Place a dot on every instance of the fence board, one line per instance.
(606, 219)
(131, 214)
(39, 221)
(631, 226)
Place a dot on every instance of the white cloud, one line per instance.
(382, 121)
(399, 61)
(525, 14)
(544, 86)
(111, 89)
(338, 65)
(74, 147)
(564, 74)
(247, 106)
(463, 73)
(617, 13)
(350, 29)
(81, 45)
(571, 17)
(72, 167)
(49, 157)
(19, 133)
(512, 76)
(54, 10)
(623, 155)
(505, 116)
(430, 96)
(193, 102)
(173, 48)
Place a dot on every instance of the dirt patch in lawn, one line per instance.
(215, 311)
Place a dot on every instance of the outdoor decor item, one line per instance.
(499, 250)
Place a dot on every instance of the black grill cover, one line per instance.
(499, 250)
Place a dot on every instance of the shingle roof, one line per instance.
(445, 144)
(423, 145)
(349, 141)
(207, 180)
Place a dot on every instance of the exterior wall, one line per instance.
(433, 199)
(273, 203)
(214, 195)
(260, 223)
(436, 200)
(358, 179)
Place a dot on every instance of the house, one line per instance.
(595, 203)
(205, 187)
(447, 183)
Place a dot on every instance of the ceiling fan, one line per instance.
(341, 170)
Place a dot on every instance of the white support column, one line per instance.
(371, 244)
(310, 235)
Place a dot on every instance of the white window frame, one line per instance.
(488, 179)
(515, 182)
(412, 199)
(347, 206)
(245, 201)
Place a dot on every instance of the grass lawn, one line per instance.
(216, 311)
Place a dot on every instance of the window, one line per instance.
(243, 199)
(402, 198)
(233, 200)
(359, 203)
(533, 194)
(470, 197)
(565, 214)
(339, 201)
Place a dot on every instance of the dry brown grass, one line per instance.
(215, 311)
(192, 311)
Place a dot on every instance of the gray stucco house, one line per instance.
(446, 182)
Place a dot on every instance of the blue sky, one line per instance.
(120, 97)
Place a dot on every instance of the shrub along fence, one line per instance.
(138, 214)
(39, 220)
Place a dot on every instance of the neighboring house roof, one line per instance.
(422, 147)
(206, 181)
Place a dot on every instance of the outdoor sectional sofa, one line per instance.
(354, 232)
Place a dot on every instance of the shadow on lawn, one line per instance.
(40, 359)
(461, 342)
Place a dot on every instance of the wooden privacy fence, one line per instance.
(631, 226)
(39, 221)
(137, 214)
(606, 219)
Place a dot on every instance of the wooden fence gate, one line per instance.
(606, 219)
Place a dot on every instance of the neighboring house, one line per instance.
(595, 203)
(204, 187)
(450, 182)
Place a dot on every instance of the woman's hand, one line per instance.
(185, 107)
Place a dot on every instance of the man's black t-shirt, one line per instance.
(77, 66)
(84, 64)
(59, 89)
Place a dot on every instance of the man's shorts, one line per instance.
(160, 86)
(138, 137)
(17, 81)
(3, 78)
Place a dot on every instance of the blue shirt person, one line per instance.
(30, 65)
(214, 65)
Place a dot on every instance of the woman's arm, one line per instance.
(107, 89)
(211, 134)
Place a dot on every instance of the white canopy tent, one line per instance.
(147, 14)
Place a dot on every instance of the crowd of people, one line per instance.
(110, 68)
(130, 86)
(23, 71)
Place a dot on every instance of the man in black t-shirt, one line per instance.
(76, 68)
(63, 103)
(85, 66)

☆ ☆ ☆ ☆

▸ **WORK REQUEST**
Give every record again, exactly as it appears.

▸ **SOLUTION FOR THIS EXERCISE**
Place a dot on every instance of the fence board, one line per instance.
(606, 219)
(131, 214)
(39, 221)
(631, 226)
Place a dot on every instance of the white cloud, one line per instance.
(382, 121)
(399, 61)
(525, 14)
(544, 86)
(111, 89)
(338, 65)
(74, 147)
(564, 74)
(247, 106)
(463, 73)
(617, 13)
(350, 29)
(81, 45)
(571, 17)
(72, 167)
(49, 157)
(19, 133)
(512, 76)
(54, 10)
(623, 155)
(505, 116)
(430, 96)
(193, 102)
(173, 48)
Place a dot on every instance of the dirt patch in lawn, one line per instance.
(215, 311)
Place a dot on every instance of the outdoor decor item, one line per instance.
(499, 250)
Place a dot on every instance of the black grill cover, one line per instance.
(499, 250)
Place a dot on every instance of the shingle roof, one line per instance.
(445, 144)
(423, 145)
(349, 141)
(207, 180)
Place a dot on every instance of the exterior wall, one line per instance.
(433, 199)
(273, 203)
(214, 195)
(260, 223)
(436, 200)
(358, 179)
Place a dot on every instance of the house, one line per instance.
(595, 203)
(205, 187)
(447, 183)
Place a dot on every instance of the ceiling fan, one line per instance.
(341, 170)
Place a dot on every instance of the white support column, one line per instance.
(371, 244)
(310, 235)
Place a dot on every instance of the white window frame, one line per instance.
(488, 179)
(515, 182)
(412, 199)
(347, 206)
(245, 201)
Place a dot on every instance of the grass lawn, one line per instance.
(216, 311)
Place a dot on every instance of the window, one line per instance.
(243, 199)
(402, 198)
(233, 200)
(359, 203)
(533, 194)
(470, 197)
(565, 214)
(339, 201)
Place a dot on every instance of the dry brown grass, one line per instance.
(215, 311)
(192, 311)
Place a dot on every instance of the gray stucco house, one line per instance.
(446, 182)
Place a dot on every instance of the blue sky, one line per instance.
(120, 97)
Place a dot on every instance of the shrub along fence, one line per instance.
(138, 214)
(39, 220)
Place a dot on every instance of the neighboring house roof, one line per instance.
(422, 147)
(206, 181)
Place a dot on every instance of the outdoor sectional sofa, one line per instance.
(354, 232)
Place a dot on every instance of the shadow on lawn, one line per instance.
(40, 359)
(461, 342)
Place a dot on every instance of the wooden privacy fence, one line per instance.
(631, 226)
(39, 221)
(137, 214)
(606, 219)
Place a dot on every instance of the wooden fence gate, one line per instance.
(606, 219)
Place a dot on every instance of the neighboring house, one line per instance.
(595, 203)
(204, 187)
(450, 182)
Place a dot on every instance of the woman's hand, one line per instance.
(185, 107)
Place a dot on every instance of the man's black t-shirt, one line per instance.
(77, 66)
(84, 64)
(59, 89)
Place a dot on every instance of the man's shorts, one line per instance.
(160, 86)
(138, 137)
(17, 81)
(3, 78)
Place a dot on every instance of the blue shirt person, one line per instance.
(30, 65)
(214, 65)
Place a dot on every instance of the woman's arm, one line per instance.
(107, 89)
(211, 134)
Place a dot on every instance of the white canopy tent, one line per instance.
(147, 14)
Place a dot on every instance of the crowd of people, one line per instance.
(110, 68)
(130, 86)
(23, 71)
Place a dot on every instance of the man in black t-shirt, one line per instance.
(76, 68)
(63, 103)
(85, 66)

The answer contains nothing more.